◆ Stored records:
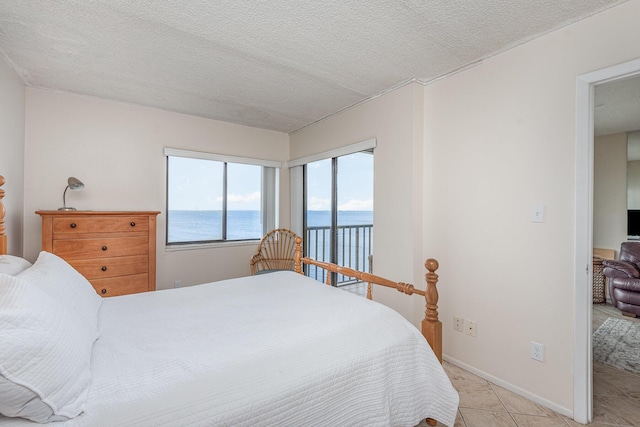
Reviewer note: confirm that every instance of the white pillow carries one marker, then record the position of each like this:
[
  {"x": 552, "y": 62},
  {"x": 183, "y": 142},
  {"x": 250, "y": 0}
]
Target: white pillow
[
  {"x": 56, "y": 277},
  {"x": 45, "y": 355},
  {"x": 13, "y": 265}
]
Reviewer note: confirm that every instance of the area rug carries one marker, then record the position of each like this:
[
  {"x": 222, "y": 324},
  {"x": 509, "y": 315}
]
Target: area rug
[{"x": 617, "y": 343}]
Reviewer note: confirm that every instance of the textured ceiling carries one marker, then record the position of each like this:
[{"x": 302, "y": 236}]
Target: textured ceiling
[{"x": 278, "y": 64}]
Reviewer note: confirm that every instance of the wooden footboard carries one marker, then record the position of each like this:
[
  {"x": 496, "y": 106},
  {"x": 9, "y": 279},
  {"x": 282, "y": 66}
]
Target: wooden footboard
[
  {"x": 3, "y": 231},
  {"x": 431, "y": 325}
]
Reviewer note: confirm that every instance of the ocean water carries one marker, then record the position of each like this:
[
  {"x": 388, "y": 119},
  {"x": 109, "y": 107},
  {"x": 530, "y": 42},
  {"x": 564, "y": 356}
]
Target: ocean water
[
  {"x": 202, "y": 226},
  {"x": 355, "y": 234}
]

* * *

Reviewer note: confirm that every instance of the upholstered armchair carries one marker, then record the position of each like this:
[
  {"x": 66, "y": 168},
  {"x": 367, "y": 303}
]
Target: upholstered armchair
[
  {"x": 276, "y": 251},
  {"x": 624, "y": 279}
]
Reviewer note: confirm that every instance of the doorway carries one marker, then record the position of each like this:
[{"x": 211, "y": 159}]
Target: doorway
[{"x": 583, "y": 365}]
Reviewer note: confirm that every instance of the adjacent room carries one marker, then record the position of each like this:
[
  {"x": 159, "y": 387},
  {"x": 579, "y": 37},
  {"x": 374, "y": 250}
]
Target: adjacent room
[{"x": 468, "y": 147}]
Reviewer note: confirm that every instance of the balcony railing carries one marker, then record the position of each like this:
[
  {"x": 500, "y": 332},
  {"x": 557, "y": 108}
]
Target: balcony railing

---

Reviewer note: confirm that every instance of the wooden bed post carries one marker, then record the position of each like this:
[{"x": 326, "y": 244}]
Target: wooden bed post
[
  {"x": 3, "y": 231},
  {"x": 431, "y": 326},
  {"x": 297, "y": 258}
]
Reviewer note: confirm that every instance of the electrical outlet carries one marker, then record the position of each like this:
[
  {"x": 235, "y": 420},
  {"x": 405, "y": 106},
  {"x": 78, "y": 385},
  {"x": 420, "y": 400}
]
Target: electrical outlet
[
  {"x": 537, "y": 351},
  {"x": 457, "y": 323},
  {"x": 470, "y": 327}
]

◆ What this task involves: Some lines above may hold the word "railing"; say how many do, giving nothing besides the number.

◆ Solution to this task: 2